-- DOCUMENT PASSAGE --
Interpreting the Results

ASTRA-sim reports per-device statistics. For this symmetric FSDP workload, all four devices have identical timings. Comparing the two estimators against the ground-truth reference run:

Source	Total Runtime	Exposed Comms
Roofline (analytical)	60.59 ms	4.3%
XLA Profiling	111.68 ms	6.2%
Reference (hlo_runner)	~73–87 ms	—

The roofline estimator underestimates (it uses peak theoretical throughput), while the XLA profiling estimator overestimates (profiling individual blocks incurs overhead not present in a fused end-to-end run). The ground-truth reference falls between the two bounds.

In both cases, exposed communication is small — nearly all communication is hidden behind compute for this model size and system configuration.

Modelling Custom Collective Algorithms

While ASTRA-sim supports a set of native collective algorithms (Ring, Direct, etc.), one may want to model arbitrary custom algorithms such as synthesized algorithms. ASTRA-sim enables users to model these arbitrary custom algorithms as a graph of p2p messages and provide it as an additional input to the simulator. For details on the concept, please refer to the documentation here.

Install the CollectiveAPI tool:

git clone git@github.com:astra-sim/collectiveapi.git
cd collectiveapi
git submodule init && git submodule update
pip install ./msccl-tools

Then generate Chakra graphs from custom collective algorithms:

Create MSCCL-IR files from algorithms described in MSCCLang:

python3 starthere/allgather_ring.py 4 1 1 > \
    starthere/mscclir.xml

Create Chakra graphs from the MSCCL-IR files:

python chakra_converter/et_converter.py \
    --input_filename ./starthere/mscclir.xml \
    --output_filename ./starthere/mscclang_graph

python chakra_converter/et_converter.py \
    --input_filename ./starthere/tacos.xml \
    --output_filename ./starthere/tacos_graph

Finally, run the ASTRA-sim simulation with the custom collective graph. Note how the input system-configuration has changed:

AstraSim_Analytical_Congestion_Unaware \
    --workload-configuration="hespas_workloads/A100/llama3-100m/dev" \
    --system-configuration="configs/systems/A100_SXM_40GB_4GPU/astra-sim/system_custom.json" \
    --remote-memory-configuration="configs/systems/A100_SXM_40GB_4GPU/astra-sim/remote_memory.json" \
    --network-configuration="configs/systems/A100_SXM_40GB_4GPU/astra-sim/network.yml" \
    --comm-group-configuration="hespas_workloads/A100/llama3-100m/comm_group.json"

-- PROBLEM DESCRIPTION --
In the ASTRA-sim passage, what total runtime does the XLA profiling estimator report?

-- SUPPLIED MATERIAL --
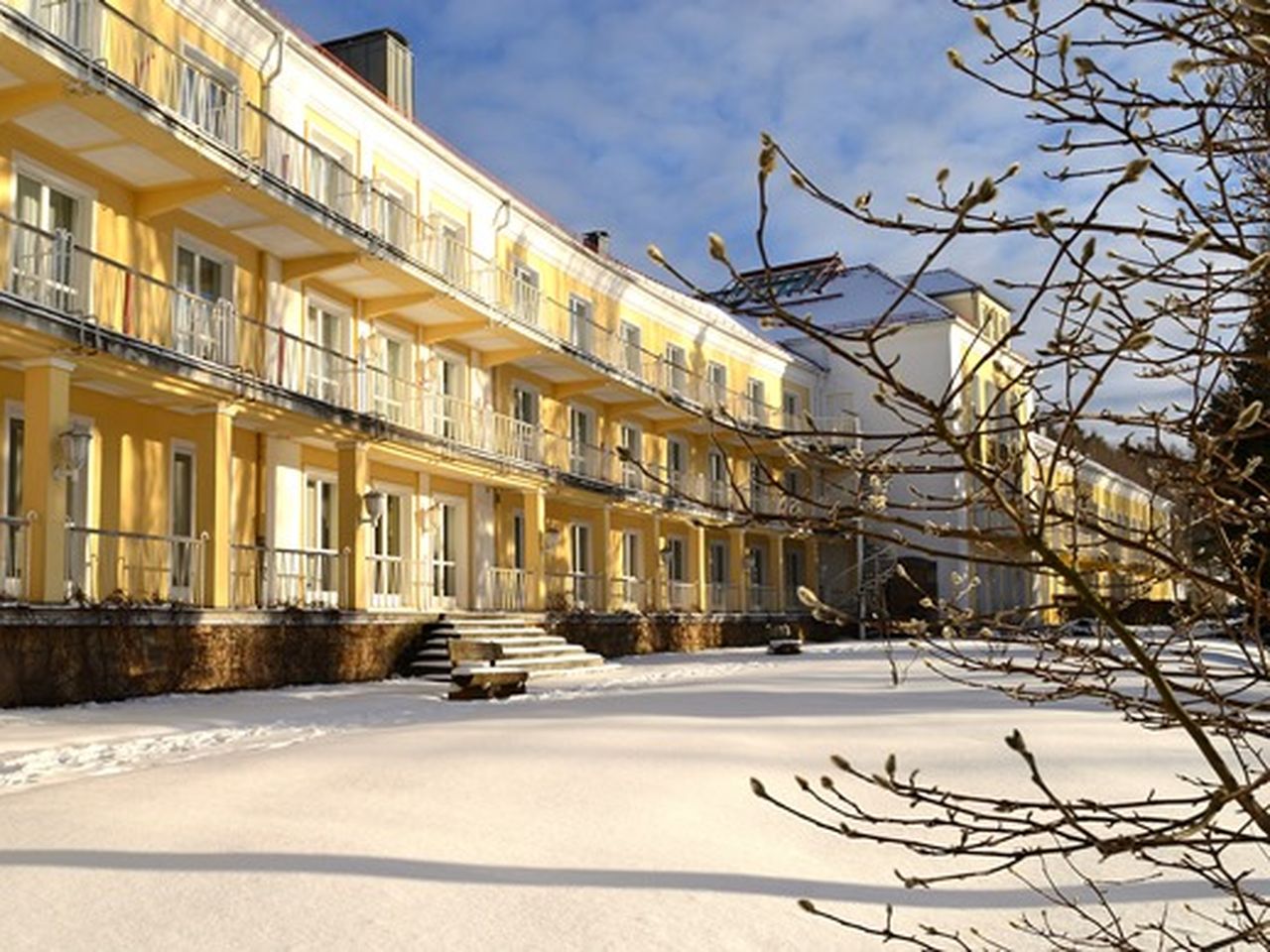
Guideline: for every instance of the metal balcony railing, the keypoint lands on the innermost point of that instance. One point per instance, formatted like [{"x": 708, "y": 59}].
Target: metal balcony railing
[
  {"x": 14, "y": 557},
  {"x": 509, "y": 588},
  {"x": 134, "y": 566},
  {"x": 262, "y": 576},
  {"x": 207, "y": 100}
]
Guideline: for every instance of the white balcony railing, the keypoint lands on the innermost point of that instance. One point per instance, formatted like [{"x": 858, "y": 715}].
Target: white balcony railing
[
  {"x": 132, "y": 566},
  {"x": 395, "y": 581},
  {"x": 14, "y": 557},
  {"x": 681, "y": 595},
  {"x": 509, "y": 589},
  {"x": 275, "y": 578}
]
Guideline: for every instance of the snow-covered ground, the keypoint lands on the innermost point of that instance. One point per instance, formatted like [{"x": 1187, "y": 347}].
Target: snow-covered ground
[{"x": 610, "y": 810}]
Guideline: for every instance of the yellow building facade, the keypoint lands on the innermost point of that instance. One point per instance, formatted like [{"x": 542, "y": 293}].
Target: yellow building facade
[{"x": 266, "y": 341}]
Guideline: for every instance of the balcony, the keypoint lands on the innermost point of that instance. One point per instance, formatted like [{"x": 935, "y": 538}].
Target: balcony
[
  {"x": 206, "y": 103},
  {"x": 134, "y": 566},
  {"x": 578, "y": 592},
  {"x": 14, "y": 557},
  {"x": 286, "y": 578}
]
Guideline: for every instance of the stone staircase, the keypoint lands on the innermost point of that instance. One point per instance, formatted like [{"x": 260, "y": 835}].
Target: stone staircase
[{"x": 497, "y": 642}]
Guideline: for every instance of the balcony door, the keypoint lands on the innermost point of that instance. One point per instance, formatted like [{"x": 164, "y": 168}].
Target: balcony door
[
  {"x": 202, "y": 313},
  {"x": 182, "y": 531},
  {"x": 324, "y": 352},
  {"x": 321, "y": 538},
  {"x": 448, "y": 552},
  {"x": 388, "y": 555},
  {"x": 449, "y": 385},
  {"x": 50, "y": 225}
]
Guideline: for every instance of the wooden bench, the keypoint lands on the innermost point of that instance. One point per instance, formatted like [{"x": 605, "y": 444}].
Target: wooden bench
[{"x": 486, "y": 683}]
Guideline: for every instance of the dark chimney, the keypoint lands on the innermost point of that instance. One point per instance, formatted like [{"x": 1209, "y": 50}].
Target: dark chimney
[
  {"x": 597, "y": 241},
  {"x": 381, "y": 58}
]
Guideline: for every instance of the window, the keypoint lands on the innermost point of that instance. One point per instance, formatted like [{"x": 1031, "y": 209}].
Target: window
[
  {"x": 676, "y": 558},
  {"x": 324, "y": 352},
  {"x": 182, "y": 498},
  {"x": 330, "y": 178},
  {"x": 391, "y": 379},
  {"x": 394, "y": 213},
  {"x": 207, "y": 96},
  {"x": 525, "y": 294},
  {"x": 756, "y": 400},
  {"x": 633, "y": 444},
  {"x": 716, "y": 377},
  {"x": 676, "y": 361},
  {"x": 44, "y": 245},
  {"x": 676, "y": 463},
  {"x": 579, "y": 324},
  {"x": 633, "y": 354},
  {"x": 716, "y": 471},
  {"x": 202, "y": 315},
  {"x": 583, "y": 458},
  {"x": 388, "y": 552},
  {"x": 321, "y": 522},
  {"x": 518, "y": 539},
  {"x": 452, "y": 252},
  {"x": 793, "y": 409},
  {"x": 631, "y": 567},
  {"x": 449, "y": 408}
]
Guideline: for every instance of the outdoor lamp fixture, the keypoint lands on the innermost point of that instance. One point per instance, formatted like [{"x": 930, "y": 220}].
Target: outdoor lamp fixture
[
  {"x": 72, "y": 447},
  {"x": 375, "y": 502}
]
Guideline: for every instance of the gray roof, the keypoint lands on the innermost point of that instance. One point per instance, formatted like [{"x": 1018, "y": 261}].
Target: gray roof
[{"x": 856, "y": 298}]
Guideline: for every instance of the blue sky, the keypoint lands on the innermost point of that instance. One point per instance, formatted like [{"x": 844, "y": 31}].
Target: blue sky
[{"x": 644, "y": 117}]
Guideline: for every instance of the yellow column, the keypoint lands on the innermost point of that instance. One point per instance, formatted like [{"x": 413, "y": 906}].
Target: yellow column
[
  {"x": 48, "y": 412},
  {"x": 657, "y": 566},
  {"x": 737, "y": 539},
  {"x": 606, "y": 558},
  {"x": 353, "y": 480},
  {"x": 213, "y": 479},
  {"x": 698, "y": 565},
  {"x": 535, "y": 566},
  {"x": 779, "y": 570}
]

-- WRITTEN RESPONSE --
111.68 ms